▸ **EXERCISE OBJECTIVE**
Please pull out every line of the records that contains the string "cylinder".
>> start RECORDS SHOWN
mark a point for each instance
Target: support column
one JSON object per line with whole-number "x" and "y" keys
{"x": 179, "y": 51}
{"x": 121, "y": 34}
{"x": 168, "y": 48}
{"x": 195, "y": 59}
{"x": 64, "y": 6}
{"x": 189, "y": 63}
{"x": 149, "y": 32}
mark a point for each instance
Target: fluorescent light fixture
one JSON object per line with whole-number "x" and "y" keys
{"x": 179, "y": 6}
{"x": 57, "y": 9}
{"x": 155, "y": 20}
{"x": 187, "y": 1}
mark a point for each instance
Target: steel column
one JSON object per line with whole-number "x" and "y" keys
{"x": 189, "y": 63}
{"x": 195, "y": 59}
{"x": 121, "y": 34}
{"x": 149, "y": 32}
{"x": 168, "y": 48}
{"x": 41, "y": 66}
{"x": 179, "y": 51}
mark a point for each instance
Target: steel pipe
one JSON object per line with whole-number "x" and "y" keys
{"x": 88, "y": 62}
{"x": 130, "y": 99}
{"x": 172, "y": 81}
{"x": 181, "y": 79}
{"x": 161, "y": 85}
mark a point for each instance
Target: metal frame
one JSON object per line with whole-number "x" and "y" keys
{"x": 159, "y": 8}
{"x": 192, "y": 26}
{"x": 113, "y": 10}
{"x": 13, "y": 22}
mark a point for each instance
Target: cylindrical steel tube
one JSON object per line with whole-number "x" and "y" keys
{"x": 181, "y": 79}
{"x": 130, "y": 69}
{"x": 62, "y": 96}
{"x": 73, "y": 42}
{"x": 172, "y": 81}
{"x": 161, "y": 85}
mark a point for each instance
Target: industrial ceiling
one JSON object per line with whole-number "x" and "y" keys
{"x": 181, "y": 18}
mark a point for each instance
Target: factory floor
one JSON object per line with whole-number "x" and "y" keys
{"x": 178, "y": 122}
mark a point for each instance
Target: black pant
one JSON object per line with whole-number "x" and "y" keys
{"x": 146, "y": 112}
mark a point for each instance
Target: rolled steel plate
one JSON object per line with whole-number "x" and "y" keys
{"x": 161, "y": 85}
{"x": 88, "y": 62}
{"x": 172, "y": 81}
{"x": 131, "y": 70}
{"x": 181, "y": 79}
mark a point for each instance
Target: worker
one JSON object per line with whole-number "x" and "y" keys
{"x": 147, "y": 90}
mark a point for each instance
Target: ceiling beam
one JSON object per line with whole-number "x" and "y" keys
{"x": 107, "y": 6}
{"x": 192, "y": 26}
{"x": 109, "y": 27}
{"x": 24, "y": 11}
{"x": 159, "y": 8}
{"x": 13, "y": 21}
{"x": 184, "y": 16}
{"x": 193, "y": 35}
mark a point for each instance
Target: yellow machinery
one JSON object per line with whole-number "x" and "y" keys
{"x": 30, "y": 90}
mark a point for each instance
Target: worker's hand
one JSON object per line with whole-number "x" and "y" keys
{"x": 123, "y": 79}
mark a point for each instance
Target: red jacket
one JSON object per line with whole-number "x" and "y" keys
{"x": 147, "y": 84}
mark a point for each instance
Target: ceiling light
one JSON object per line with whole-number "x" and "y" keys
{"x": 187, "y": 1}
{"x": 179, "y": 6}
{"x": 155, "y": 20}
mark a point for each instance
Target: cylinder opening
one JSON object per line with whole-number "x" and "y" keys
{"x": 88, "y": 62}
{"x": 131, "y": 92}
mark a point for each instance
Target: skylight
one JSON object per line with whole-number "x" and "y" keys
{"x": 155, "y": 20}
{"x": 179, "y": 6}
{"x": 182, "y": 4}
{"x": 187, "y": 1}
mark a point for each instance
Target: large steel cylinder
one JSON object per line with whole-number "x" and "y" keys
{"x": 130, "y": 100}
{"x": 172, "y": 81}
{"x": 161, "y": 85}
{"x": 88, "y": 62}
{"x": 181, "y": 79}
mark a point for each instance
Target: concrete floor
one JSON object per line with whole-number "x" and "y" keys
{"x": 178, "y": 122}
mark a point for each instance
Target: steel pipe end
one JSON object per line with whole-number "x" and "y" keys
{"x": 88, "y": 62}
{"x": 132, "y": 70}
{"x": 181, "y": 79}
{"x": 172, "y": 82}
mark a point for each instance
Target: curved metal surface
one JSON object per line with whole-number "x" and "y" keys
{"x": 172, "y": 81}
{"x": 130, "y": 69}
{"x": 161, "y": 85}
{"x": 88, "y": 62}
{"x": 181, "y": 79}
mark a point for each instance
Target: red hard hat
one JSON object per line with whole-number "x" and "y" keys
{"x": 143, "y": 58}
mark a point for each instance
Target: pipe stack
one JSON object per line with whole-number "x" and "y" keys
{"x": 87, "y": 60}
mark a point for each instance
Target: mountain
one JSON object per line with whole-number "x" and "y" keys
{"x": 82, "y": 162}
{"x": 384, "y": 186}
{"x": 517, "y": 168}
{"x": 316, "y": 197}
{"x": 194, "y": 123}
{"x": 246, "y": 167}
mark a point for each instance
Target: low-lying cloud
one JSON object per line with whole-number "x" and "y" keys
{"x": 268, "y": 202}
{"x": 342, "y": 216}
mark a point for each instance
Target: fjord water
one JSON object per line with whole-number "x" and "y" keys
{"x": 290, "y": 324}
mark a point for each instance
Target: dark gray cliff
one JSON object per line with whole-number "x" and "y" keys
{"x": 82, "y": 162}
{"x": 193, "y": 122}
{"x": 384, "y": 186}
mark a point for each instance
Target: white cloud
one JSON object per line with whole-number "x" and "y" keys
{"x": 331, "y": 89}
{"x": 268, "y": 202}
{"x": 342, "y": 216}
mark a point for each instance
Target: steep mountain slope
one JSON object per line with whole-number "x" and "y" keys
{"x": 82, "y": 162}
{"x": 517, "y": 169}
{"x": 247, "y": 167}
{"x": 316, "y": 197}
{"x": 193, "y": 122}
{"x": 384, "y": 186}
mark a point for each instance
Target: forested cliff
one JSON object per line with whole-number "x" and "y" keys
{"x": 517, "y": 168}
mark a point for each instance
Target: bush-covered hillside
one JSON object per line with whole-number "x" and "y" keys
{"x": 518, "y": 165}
>> end RECORDS SHOWN
▸ **SOLUTION TO THE PROBLEM**
Target: cylinder opening
Target: large steel cylinder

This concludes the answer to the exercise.